**EXERCISE DESCRIPTION:** Print each line of the items below word for word, and leave out the pictures.

**SUPPLIED RECORDS:**
================

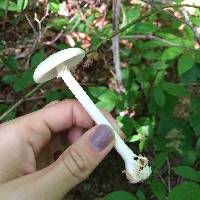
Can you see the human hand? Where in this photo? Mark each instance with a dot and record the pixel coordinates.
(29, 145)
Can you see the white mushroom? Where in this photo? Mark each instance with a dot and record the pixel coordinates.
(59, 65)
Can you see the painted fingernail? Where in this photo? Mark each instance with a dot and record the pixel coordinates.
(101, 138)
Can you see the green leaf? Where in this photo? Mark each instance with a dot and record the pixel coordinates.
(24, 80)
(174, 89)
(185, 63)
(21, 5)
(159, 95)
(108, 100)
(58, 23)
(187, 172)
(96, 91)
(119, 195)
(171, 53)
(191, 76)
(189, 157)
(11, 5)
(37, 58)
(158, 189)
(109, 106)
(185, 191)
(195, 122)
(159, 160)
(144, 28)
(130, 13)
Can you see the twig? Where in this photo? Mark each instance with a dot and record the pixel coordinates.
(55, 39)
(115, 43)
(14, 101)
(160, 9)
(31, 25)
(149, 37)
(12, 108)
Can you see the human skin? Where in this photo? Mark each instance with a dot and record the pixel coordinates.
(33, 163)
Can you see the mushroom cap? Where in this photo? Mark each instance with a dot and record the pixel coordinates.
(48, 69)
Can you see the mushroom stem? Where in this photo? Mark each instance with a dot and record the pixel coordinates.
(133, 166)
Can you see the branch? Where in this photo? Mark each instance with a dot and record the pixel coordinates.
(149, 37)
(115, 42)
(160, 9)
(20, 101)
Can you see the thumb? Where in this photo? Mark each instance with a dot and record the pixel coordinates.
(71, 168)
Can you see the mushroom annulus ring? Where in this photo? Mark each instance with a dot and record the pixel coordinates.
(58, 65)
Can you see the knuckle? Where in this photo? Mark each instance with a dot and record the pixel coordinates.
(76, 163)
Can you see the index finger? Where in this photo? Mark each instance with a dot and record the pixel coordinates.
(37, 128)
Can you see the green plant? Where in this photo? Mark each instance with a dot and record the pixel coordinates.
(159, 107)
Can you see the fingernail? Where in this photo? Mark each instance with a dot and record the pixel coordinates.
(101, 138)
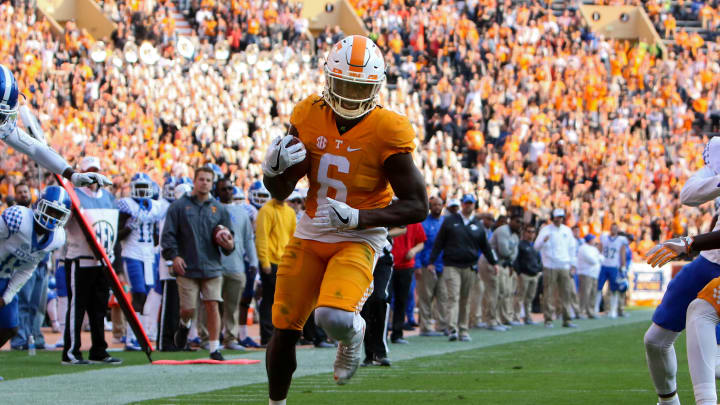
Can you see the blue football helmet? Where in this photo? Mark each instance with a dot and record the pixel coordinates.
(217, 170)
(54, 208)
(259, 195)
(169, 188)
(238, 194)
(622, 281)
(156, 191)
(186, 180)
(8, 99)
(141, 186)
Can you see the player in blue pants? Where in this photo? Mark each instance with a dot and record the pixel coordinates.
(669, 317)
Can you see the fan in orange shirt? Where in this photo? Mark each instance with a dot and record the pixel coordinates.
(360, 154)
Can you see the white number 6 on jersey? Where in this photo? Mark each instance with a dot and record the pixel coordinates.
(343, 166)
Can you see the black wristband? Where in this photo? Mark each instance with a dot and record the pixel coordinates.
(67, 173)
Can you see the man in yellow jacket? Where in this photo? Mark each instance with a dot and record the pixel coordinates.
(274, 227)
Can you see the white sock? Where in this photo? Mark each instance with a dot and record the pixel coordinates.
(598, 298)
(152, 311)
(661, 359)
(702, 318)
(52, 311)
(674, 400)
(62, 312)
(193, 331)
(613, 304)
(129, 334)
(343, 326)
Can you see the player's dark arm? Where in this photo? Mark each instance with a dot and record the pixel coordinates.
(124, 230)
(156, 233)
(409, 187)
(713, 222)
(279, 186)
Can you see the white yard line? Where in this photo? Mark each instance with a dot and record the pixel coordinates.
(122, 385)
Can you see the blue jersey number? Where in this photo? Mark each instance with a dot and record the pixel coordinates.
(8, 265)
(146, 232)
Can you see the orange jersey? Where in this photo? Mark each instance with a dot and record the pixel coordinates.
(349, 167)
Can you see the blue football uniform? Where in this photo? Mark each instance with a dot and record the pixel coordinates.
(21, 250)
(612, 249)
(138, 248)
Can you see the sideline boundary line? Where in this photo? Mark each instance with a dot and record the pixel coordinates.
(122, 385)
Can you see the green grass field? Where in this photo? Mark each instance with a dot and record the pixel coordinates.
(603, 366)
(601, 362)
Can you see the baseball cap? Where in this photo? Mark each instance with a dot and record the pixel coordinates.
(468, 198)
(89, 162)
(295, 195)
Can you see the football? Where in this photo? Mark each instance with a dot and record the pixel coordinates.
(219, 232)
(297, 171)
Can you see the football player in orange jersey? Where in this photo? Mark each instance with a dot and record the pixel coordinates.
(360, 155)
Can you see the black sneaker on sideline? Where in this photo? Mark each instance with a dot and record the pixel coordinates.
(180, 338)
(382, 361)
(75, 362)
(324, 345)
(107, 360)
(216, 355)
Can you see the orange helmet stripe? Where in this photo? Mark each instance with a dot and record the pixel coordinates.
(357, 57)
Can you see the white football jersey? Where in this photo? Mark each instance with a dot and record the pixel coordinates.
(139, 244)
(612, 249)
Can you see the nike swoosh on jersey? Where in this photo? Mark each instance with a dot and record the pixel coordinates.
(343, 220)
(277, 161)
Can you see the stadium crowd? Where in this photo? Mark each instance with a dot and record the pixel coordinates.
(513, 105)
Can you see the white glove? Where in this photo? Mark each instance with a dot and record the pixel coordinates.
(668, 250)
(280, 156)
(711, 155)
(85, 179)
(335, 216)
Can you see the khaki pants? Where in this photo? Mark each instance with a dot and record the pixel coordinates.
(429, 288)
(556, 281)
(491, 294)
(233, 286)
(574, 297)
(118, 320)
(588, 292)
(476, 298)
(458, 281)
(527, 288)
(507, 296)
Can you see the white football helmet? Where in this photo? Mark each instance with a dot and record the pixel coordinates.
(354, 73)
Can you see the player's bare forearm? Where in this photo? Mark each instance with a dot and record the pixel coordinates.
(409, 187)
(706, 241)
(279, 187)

================

**SOLUTION:**
Can you see the human hand? Where in this photo? Mark each instance with a dot and record the pixel coordinates.
(29, 145)
Can you see the white mushroom? Where in this photo? Mark each instance with a dot and record the pixel coordinates.
(59, 65)
Can you see the painted fingernail? Where in this photo? Mark each instance with a dot and record the pixel coordinates.
(101, 138)
Can you see the green leaf? Where in this photo? Mark each instance with a dot and record the pixel coordinates.
(24, 80)
(174, 89)
(185, 63)
(21, 5)
(159, 95)
(108, 100)
(58, 23)
(187, 172)
(96, 91)
(119, 195)
(171, 53)
(191, 76)
(189, 157)
(11, 5)
(37, 58)
(158, 189)
(109, 106)
(185, 191)
(195, 122)
(159, 160)
(144, 28)
(130, 13)
Can you see the twig? Where in this photo? Mark each instance with a dot and record the pixel coordinates.
(55, 39)
(115, 43)
(14, 101)
(160, 9)
(31, 25)
(149, 37)
(12, 108)
Can you see the human skin? Where in this photo? Mark each instance with a dot and record the pixel coordinates.
(33, 163)
Can you see the mushroom cap? Where in this photo? Mark each instance with a dot and record the pixel coordinates.
(48, 69)
Can you see the mushroom stem? Where in this photo? Mark each instance with a dot and record the pixel coordinates.
(133, 166)
Can you see the branch? Where in this photo? Mark each instance with a dot and record the pixel coordinates.
(149, 37)
(115, 42)
(160, 9)
(20, 101)
Can you see the thumb? Where in this photo? Mark each instance with a dot and record the pixel coordinates.
(71, 168)
Can you see the mushroom annulus ring? Where in this photo? Mark each instance with a dot and record the pixel coordinates.
(58, 65)
Can you see the knuckle? Where in this photo? Mark each instance with a dot and record the pixel coordinates.
(76, 163)
Can you see the index finger? Where in this photo? Mark each instance with a dot and record the pixel coordinates.
(37, 128)
Can you see the green plant? Where in this photo? Mark each instance with a dot and record the pixel coordinates.
(159, 107)
Can you see the fingernail? Where in this photo? Mark each instance with a dot and record the pixel coordinates.
(101, 138)
Can you see the blue football helmet? Where in this photo? Mark each instance with a dot and record the pixel coordinates.
(217, 170)
(54, 208)
(259, 195)
(169, 188)
(238, 194)
(622, 281)
(156, 191)
(186, 180)
(8, 99)
(141, 186)
Can you see the player in blue pants? Where in this photo? Mark each instance with a dot and record the pixel coordinates.
(669, 317)
Can you see the fan in orange shirt? Where in this photo? Mark each instance with a dot and record the pixel coordinates.
(360, 154)
Can you see the white number 6 on jersey? Where in this photo? Mark each instance with a dot and record the pixel coordinates.
(343, 166)
Can you see the black wristband? Where in this photo? Mark each instance with a dot and record the pixel coordinates.
(67, 173)
Can you see the man in yellow jacket? Where in this photo? Mark each instance with a dot and record the pixel coordinates.
(274, 227)
Can you see the white sock? Where in this photo? Mark each instance with a dot and record the pixel coordinates.
(598, 298)
(152, 311)
(661, 359)
(702, 318)
(52, 311)
(674, 400)
(62, 312)
(193, 331)
(613, 304)
(129, 334)
(343, 326)
Can you see the player's dark arm? Where in this photo? Mark each instance with a dot and record the pixel coordinates.
(124, 230)
(156, 233)
(409, 187)
(713, 222)
(279, 186)
Can you see the white yard line? Where in this photo? Mark each instance with a dot and record the pixel coordinates.
(122, 385)
Can you see the blue jersey number? Where in this photo? Mark each instance with a dot and record the pixel coordinates.
(8, 265)
(146, 232)
Can you see the orange jersey? Where in this photo? Mark each instance with a dot and record the pixel coordinates.
(349, 167)
Can you see the blue football uniform? Where in this photo? Mark each instance with a dot and record the pixel coordinates.
(21, 250)
(612, 249)
(138, 248)
Can you see the sideline boundary line? Where in this photo? Mark each instance with a dot and record the pixel coordinates.
(122, 385)
Can you see the green grass field? Where in this photo? Mark each instance with a dot and record the pixel coordinates.
(603, 366)
(601, 362)
Can you see the baseball cap? Where in this photo? Mark each instance with a dot and record the pixel coordinates.
(468, 198)
(89, 162)
(295, 195)
Can you see the football? Where in this photo? Mark each instance with a dot and record the pixel coordinates.
(219, 232)
(297, 171)
Can you see the football player in orange jersey? Where in this photo? Mark each instance with a dot and record the pixel coordinates.
(360, 155)
Can you see the black sneaker on sideline? Where in this photo? Mark each instance with a dot and record the pixel coordinates.
(180, 338)
(382, 361)
(75, 362)
(324, 345)
(107, 360)
(216, 355)
Can you see the orange helmet stripe? Where in this photo? Mark each instance with a dot and record the pixel coordinates.
(357, 57)
Can you see the white football jersey? Where in this photo? Mark each instance with a dot and record the pixel coordinates.
(139, 244)
(612, 249)
Can you see the nike swoosh on jersey? Where in this photo? Mark each instance with a dot and record the pixel coordinates.
(343, 220)
(277, 161)
Can you see the stadium crowd? Where in this photo? Mark each instance with a dot and record the pixel coordinates.
(513, 105)
Can you see the white glove? Where in this photo? Mark each instance with a dot and record the pixel coordinates.
(668, 250)
(280, 156)
(711, 155)
(85, 179)
(335, 216)
Can you see the khaki pants? Where in this photo? Mark each instance with a dot and record the pixel coordinates.
(429, 288)
(556, 281)
(491, 294)
(233, 286)
(574, 297)
(118, 320)
(588, 292)
(476, 298)
(458, 281)
(527, 288)
(507, 296)
Can you see the white football helmet? Where in this photo? Mark each instance with a dot and record the pixel coordinates.
(354, 73)
Can you see the player's bare forearm? Where in this photo? Mark each instance with a dot and record the pixel coordinates.
(409, 187)
(706, 241)
(279, 187)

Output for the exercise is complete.